**Task description:** Begin at the line below that has "rough mask: <svg" and stop after the line that has "positive clicks: (160, 86)". Please restate only those lines, word for word.

============

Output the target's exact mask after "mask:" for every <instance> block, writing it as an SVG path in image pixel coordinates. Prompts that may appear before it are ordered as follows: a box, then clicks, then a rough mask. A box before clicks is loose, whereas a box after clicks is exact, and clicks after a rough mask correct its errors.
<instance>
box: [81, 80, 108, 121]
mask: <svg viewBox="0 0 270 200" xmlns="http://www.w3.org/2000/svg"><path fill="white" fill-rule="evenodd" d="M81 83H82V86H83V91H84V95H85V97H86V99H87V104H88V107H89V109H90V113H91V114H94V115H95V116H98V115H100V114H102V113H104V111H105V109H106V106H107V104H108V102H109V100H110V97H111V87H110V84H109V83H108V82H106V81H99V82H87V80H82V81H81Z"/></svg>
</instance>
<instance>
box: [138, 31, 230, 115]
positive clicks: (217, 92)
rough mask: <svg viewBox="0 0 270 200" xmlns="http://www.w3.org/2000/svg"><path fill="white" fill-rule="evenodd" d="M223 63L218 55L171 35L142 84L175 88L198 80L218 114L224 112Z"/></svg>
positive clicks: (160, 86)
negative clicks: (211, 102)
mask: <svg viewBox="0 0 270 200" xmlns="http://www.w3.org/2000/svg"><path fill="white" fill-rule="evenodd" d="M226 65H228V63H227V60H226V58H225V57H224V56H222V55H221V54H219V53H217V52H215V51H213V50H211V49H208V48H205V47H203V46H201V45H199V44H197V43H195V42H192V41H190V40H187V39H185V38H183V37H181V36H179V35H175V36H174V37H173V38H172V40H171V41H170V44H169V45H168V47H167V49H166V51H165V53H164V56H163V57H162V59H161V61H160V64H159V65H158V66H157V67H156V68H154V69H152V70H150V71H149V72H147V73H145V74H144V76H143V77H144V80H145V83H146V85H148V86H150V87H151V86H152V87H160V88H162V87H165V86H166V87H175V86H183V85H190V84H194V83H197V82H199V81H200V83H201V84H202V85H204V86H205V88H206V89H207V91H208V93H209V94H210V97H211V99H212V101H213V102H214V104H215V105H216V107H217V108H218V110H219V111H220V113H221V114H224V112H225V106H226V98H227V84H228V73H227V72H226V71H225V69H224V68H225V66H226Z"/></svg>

============

**Output below:**
rough mask: <svg viewBox="0 0 270 200" xmlns="http://www.w3.org/2000/svg"><path fill="white" fill-rule="evenodd" d="M223 63L218 55L171 35L142 84L175 88L198 80L218 114L224 112Z"/></svg>
positive clicks: (160, 86)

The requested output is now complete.